## [Entradas armazenadas]
§

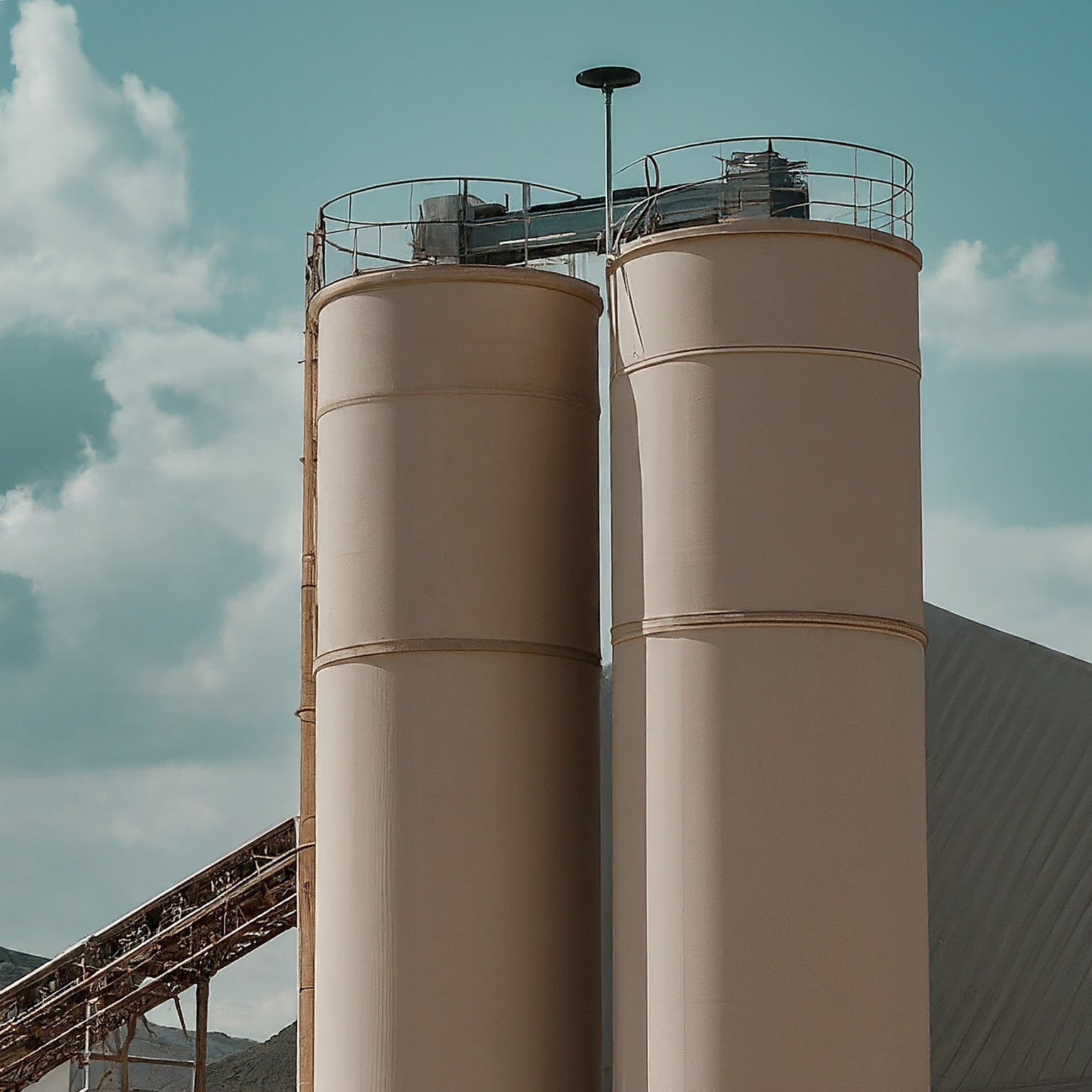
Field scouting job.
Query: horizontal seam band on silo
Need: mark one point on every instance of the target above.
(825, 619)
(786, 350)
(444, 391)
(390, 647)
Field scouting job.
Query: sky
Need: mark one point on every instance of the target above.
(160, 165)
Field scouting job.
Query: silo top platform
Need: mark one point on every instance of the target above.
(462, 220)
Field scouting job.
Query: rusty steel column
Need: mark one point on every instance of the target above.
(770, 927)
(201, 1037)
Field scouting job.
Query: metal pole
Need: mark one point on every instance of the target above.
(201, 1049)
(609, 228)
(606, 77)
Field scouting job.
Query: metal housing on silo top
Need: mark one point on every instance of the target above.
(770, 927)
(458, 678)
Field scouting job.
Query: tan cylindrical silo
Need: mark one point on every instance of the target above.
(769, 790)
(458, 668)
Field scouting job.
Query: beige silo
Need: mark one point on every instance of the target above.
(770, 928)
(458, 676)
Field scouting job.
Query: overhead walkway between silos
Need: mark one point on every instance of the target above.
(181, 938)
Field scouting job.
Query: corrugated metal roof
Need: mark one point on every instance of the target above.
(1010, 753)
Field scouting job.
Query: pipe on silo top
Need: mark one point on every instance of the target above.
(770, 925)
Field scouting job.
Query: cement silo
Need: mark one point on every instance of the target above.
(458, 668)
(770, 927)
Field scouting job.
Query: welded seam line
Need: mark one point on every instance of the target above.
(823, 619)
(503, 391)
(687, 354)
(383, 648)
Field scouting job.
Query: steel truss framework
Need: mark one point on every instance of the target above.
(65, 1007)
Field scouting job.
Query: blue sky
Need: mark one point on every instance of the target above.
(160, 164)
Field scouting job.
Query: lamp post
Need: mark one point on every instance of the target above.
(606, 77)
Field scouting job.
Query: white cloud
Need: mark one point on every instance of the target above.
(1035, 582)
(93, 193)
(1024, 311)
(152, 729)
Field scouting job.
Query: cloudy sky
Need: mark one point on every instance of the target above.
(160, 164)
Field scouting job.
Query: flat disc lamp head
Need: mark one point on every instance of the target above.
(609, 77)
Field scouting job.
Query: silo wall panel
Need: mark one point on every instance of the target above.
(769, 791)
(458, 682)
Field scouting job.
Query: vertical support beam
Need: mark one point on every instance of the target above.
(308, 633)
(201, 1044)
(124, 1053)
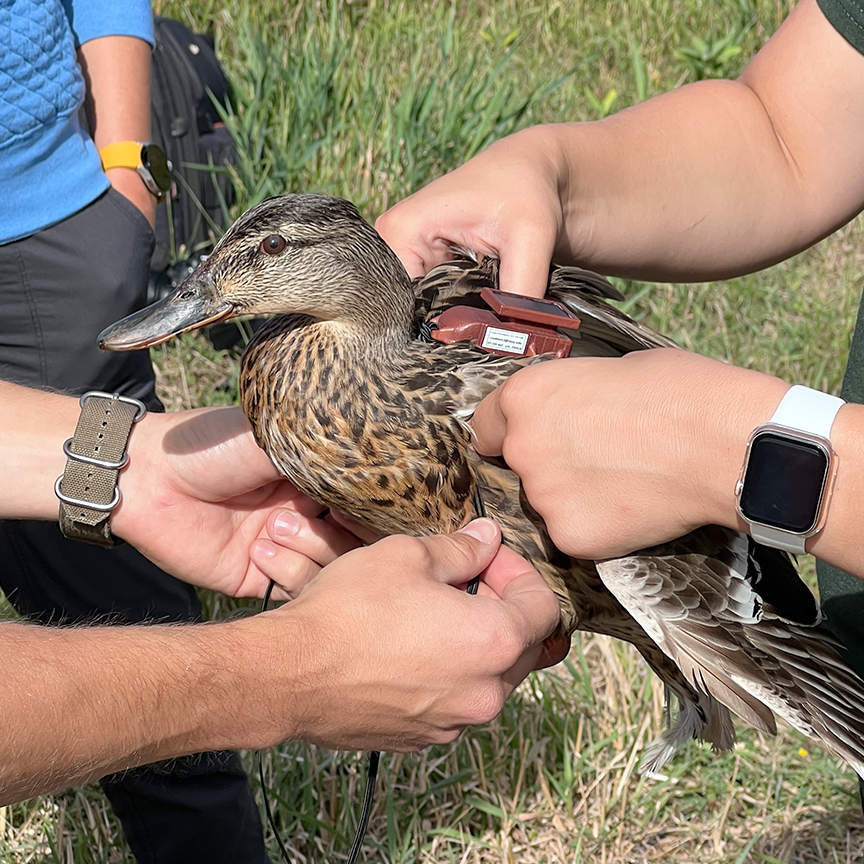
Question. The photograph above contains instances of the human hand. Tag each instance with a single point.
(196, 494)
(394, 657)
(505, 202)
(618, 454)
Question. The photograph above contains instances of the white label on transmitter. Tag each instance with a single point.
(511, 341)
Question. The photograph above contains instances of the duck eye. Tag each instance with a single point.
(273, 244)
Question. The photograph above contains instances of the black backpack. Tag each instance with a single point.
(187, 83)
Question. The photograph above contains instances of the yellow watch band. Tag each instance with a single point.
(121, 154)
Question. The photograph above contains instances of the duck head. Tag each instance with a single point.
(309, 254)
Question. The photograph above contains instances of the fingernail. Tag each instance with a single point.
(285, 524)
(483, 530)
(263, 550)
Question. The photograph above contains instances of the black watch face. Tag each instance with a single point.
(155, 161)
(784, 483)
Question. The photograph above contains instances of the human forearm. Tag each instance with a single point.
(380, 651)
(722, 195)
(34, 426)
(117, 72)
(110, 698)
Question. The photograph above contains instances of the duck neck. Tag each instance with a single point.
(379, 322)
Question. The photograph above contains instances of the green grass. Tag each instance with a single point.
(369, 100)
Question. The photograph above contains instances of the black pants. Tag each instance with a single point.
(58, 289)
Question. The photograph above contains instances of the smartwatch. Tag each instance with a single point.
(789, 468)
(147, 158)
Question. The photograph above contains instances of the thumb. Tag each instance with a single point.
(459, 557)
(525, 260)
(489, 425)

§

## [PROBLEMA]
Pode reescrever todas as entradas acima como uma lista numerada, sem as linhas em branco e sem incluir as imagens?

## [RESPOSTA COMPLETA]
1. Field scouting job.
2. Query: horizontal seam band on silo
3. Need: mark one point on every instance of the target above.
4. (825, 619)
5. (786, 350)
6. (444, 391)
7. (390, 647)
8. Field scouting job.
9. Query: sky
10. Need: mark one point on every instance of the target above.
11. (160, 165)
12. Field scouting job.
13. Query: silo top platform
14. Need: mark one point on every instance of the target above.
15. (462, 220)
16. Field scouting job.
17. Query: rusty steel column
18. Need: mark one point on every instance of the target above.
19. (770, 927)
20. (201, 1037)
21. Field scouting job.
22. Query: metal pole
23. Need: mark one point on every instance of the target above.
24. (201, 1049)
25. (609, 228)
26. (606, 77)
27. Field scouting job.
28. Query: metal housing on silo top
29. Need: mark one point on every instance of the target above.
30. (770, 927)
31. (458, 678)
32. Field scouting job.
33. Query: tan cylindrical silo
34. Need: mark one point on every instance of the target above.
35. (769, 790)
36. (458, 668)
37. Field scouting job.
38. Query: beige silo
39. Need: mark one point on every instance of the target above.
40. (770, 928)
41. (458, 676)
42. Field scouting job.
43. Query: overhead walkway between silos
44. Need: mark one point on every instance of the target above.
45. (181, 938)
46. Field scouting job.
47. Query: corrugated metal roof
48. Need: mark one point on every instance of the target above.
49. (1010, 753)
50. Field scouting job.
51. Query: pipe on silo top
52. Need: mark one point on every instance of the target above.
53. (770, 925)
54. Field scouting job.
55. Query: cement silo
56. Need: mark one point on every instance of the target above.
57. (458, 668)
58. (770, 927)
59. Field scouting job.
60. Query: welded seam line
61. Need: mark one point on every instance of the target above.
62. (823, 619)
63. (503, 391)
64. (687, 354)
65. (383, 648)
66. Field scouting job.
67. Query: steel truss framework
68. Need: mark one point on every instance of the target above.
69. (65, 1007)
70. Field scouting job.
71. Query: blue sky
72. Need: mark one point on every instance of the target above.
73. (160, 164)
74. Field scouting job.
75. Query: lamp post
76. Need: mark one point on every instance of the target above.
77. (606, 77)
78. Field scouting job.
79. Query: white cloud
80. Need: mark one point on every instance of the target above.
81. (1035, 582)
82. (93, 193)
83. (1024, 311)
84. (152, 729)
85. Field scouting job.
86. Query: cloudy sky
87. Need: mark one point on every instance of the target above.
88. (160, 164)
89. Field scouting job.
90. Query: flat disc lamp head
91. Need: mark one point on every instance of the target above.
92. (609, 77)
93. Field scouting job.
94. Query: silo wall panel
95. Need: mark one point on every instance of the target above.
96. (769, 791)
97. (458, 682)
98. Field scouting job.
99. Query: vertical support beam
100. Need: mark one point on every instance of the target above.
101. (308, 633)
102. (201, 1044)
103. (124, 1053)
104. Question. The photograph above contains instances of the human hand. Tag each instance with a single point.
105. (196, 494)
106. (394, 657)
107. (505, 202)
108. (618, 454)
109. Question. The photograph above contains instances of the white label on transmitter. Tag each instance with a single point.
110. (511, 341)
111. Question. The photograph above contains instances of the duck eye. Tag each instance with a single point.
112. (273, 244)
113. Question. The photograph above contains instances of the black backpack. Tag each instance with a single point.
114. (187, 83)
115. Question. The photograph above contains instances of the yellow watch band. Tag each instance with a single point.
116. (121, 154)
117. Question. The photograph above contains instances of the duck head. Tag each instance with a single point.
118. (309, 254)
119. Question. The photograph above contains instances of the fingernail. Tag each instance with a single point.
120. (285, 524)
121. (483, 530)
122. (263, 550)
123. Question. The photograph above contains instances of the black watch face. Tag each instance with a single point.
124. (155, 161)
125. (784, 483)
126. Question. The photograph above contains instances of the human forearm. Tag each instance with a single point.
127. (380, 651)
128. (722, 195)
129. (34, 426)
130. (117, 72)
131. (110, 698)
132. Question. The photograph above contains instances of the duck neck. Tag each instance with a single point.
133. (379, 322)
134. Question. The photograph above contains instances of the green grass. Tag each instance with a single point.
135. (369, 100)
136. Question. The photograph above contains instances of the black pants. Tag each instance with a single point.
137. (58, 289)
138. Question. The photograph above contains instances of the smartwatch. Tag each instance with a single point.
139. (789, 468)
140. (147, 158)
141. Question. The photograph above contains instances of the thumb. Tag each instance with a single point.
142. (459, 557)
143. (525, 260)
144. (489, 425)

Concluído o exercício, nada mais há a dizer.